- [ZU ERSTELLEN]:
Setze den Artikel über das Vintage-Mountainbike-Festival in Klosters fort, beginnend nach seinem letzten Satz.

- [DOKUMENTTEXT]:
········
Henri Lesewitz
· 23.11.2022
Klassiktreffen, wie das L’Eroica, erfreuen sich in der Rennrad-Szene seit Jahren steigender Beliebtheit. Für Mountainbiker gab es solche Events bisher nicht. Zumindest nicht im größeren Rahmen. Das soll sich nun ändern. Vom 22. bis 24. September 2023 wird mit dem Vintage Bike Masters im Schweizer Klosters das erste internationale Festival für Oldtimer-Fans zelebriert.
Zum Auftakt des Vintage MTB-Festivals gibt es gleich ein beeindruckendes Programm:
Der Organisator der Vintage Bike Masters, Alex Beeler, erklärt im Interview, was es mit dem Event auf sich hat.
BIKE: Was fasziniert Mountainbiker so an den Neunzigerjahren?
········
(Datensätze aus einer Datensammlung)
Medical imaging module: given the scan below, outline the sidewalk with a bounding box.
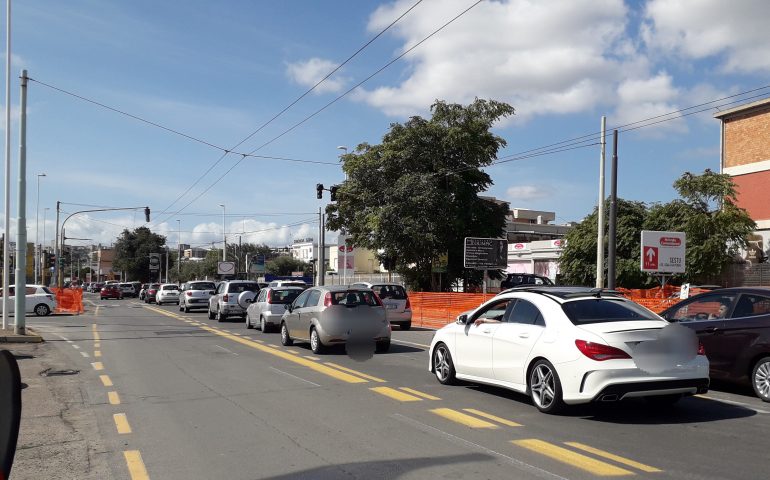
[0,343,113,480]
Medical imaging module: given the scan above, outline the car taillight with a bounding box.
[575,340,631,362]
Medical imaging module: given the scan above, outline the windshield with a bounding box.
[561,298,657,325]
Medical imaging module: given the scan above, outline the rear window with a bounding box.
[372,285,406,300]
[331,290,379,307]
[561,298,656,325]
[270,289,302,303]
[227,283,259,293]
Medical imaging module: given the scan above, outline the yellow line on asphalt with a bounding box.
[324,362,386,383]
[564,442,663,473]
[431,408,500,429]
[369,387,422,402]
[399,387,441,400]
[463,408,521,427]
[107,392,120,405]
[147,307,368,383]
[123,450,150,480]
[511,438,634,477]
[112,413,131,435]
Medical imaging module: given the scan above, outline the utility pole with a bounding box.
[13,70,27,335]
[607,130,618,290]
[596,116,607,288]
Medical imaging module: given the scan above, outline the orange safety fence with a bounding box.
[51,287,84,313]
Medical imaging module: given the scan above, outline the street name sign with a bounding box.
[641,230,686,274]
[463,237,508,270]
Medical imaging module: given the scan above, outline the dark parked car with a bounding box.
[660,287,770,402]
[99,283,123,300]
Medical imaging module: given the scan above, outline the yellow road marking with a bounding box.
[369,387,422,402]
[431,408,500,429]
[112,413,131,435]
[399,387,441,400]
[463,408,521,427]
[147,307,368,383]
[564,442,663,473]
[324,362,385,383]
[123,450,150,480]
[511,438,634,477]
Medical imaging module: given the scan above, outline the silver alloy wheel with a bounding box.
[433,345,449,383]
[529,363,556,409]
[754,361,770,401]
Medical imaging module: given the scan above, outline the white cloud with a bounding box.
[641,0,770,73]
[286,57,348,93]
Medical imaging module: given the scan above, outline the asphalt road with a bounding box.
[24,295,770,480]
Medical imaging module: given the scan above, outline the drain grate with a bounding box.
[40,368,80,377]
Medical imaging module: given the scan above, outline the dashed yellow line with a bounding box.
[324,362,385,383]
[511,438,634,477]
[431,408,500,429]
[123,450,150,480]
[399,387,441,400]
[112,413,131,435]
[463,408,521,427]
[564,442,662,473]
[107,392,120,405]
[369,387,422,402]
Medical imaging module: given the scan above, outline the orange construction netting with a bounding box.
[51,287,84,313]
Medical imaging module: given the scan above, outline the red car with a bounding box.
[99,283,123,300]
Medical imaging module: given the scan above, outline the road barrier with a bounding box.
[51,287,84,313]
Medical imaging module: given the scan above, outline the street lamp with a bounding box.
[219,203,227,262]
[35,173,46,283]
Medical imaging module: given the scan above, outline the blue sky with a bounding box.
[2,0,770,245]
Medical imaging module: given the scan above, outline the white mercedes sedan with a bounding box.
[429,287,709,413]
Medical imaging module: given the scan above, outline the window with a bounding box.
[507,300,545,325]
[666,294,736,322]
[732,294,770,318]
[561,298,656,325]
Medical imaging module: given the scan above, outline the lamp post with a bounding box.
[35,173,46,283]
[219,203,227,262]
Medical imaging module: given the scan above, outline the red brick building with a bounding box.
[714,98,770,260]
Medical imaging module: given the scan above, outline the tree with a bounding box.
[645,169,756,283]
[326,99,513,290]
[112,227,173,282]
[559,198,653,288]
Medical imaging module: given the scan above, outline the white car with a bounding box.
[428,287,709,413]
[0,285,56,317]
[155,283,179,305]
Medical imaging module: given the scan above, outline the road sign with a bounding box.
[641,230,686,273]
[463,237,508,270]
[150,253,160,272]
[217,262,235,275]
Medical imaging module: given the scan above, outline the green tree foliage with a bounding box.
[559,198,653,288]
[645,169,756,283]
[112,227,173,282]
[326,99,513,290]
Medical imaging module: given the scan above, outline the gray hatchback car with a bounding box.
[281,285,390,353]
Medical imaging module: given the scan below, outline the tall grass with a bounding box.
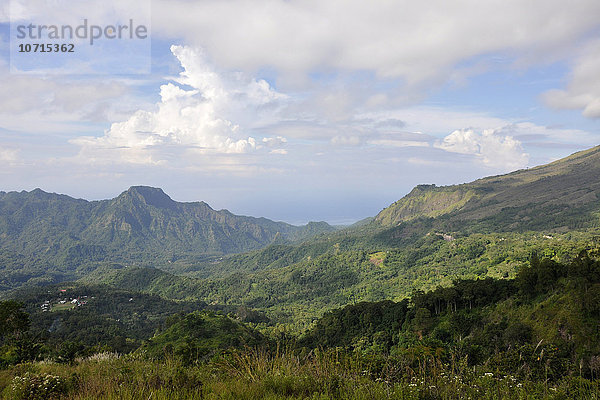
[0,348,600,400]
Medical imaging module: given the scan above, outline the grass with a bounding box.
[0,349,600,400]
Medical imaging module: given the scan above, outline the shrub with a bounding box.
[10,372,67,400]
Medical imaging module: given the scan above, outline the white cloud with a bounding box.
[72,46,286,164]
[0,146,19,167]
[542,40,600,118]
[153,0,600,86]
[435,129,529,170]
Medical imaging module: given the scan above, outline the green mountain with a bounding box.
[69,148,600,328]
[0,186,335,289]
[376,147,600,232]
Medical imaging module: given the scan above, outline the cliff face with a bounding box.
[376,146,600,229]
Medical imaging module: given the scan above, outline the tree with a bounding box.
[0,300,30,340]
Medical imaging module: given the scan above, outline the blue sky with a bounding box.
[0,0,600,223]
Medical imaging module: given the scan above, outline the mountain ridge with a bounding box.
[375,146,600,229]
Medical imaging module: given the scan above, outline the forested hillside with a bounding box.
[0,186,334,290]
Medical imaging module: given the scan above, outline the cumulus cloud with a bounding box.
[435,129,529,170]
[542,40,600,118]
[72,46,286,164]
[153,0,600,85]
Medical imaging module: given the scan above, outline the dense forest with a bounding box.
[0,147,600,399]
[0,251,600,398]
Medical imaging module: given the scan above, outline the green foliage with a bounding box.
[9,372,67,400]
[0,300,30,343]
[0,186,335,291]
[140,312,266,364]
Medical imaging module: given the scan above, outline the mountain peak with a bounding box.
[121,186,175,208]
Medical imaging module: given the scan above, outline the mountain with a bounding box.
[375,146,600,232]
[0,186,335,289]
[71,147,600,326]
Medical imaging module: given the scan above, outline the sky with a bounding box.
[0,0,600,224]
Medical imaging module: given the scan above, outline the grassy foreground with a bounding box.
[0,349,600,400]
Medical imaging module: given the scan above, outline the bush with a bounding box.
[10,372,68,400]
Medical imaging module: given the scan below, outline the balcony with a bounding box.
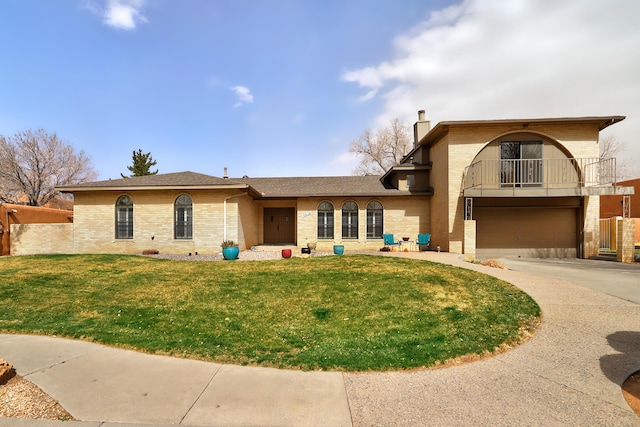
[463,158,630,197]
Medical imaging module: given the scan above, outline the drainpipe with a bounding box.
[222,191,249,241]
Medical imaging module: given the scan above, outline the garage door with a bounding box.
[473,207,578,258]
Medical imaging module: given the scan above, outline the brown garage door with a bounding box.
[473,207,578,258]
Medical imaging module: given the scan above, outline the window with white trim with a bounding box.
[342,200,358,239]
[318,202,333,239]
[367,200,382,239]
[173,194,193,240]
[116,195,133,239]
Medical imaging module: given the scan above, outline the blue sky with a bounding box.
[0,0,640,179]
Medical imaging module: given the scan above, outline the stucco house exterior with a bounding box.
[58,111,632,258]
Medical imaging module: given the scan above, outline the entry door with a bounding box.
[264,208,295,243]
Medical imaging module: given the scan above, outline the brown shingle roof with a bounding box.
[58,172,246,191]
[58,172,410,198]
[236,176,409,198]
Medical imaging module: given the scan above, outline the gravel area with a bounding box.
[0,375,74,421]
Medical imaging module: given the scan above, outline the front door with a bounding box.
········
- [ANTWORT ZUR ÜBUNG]:
Alex Beeler: Damals wurde das Fahrrad neu erfunden. Und das MTB berührte Menschen, die zuvor nichts mit Rädern am Hut hatten. Es stand für Freiheit, für Kreativität. Aus technischer Sicht war die Dekade 1989 bis 1999 sicher die spannendste der Fahrradentwicklung. Nicht nur beim MTB. 1989 trat die Weltelite beim Grundig-Weltcup oft noch mit ein und demselben Bike beim Downhill sowie beim Cross Country an, komplett ungefedert. Ein Jahr später hatten fast alle eine Federgabel. Bei der EM 1993 in Klosters, also nur drei Jahre später, holte Jürgen Sprich Downhill-Gold mit einem Scott DHR-Fully-Prototyp aus Carbon, der nun nichts mehr mit den Mountainbikes zu tun hatte, wie man sie bisher kannte. Das Teil kostete damals unfassbare 15.000 DM.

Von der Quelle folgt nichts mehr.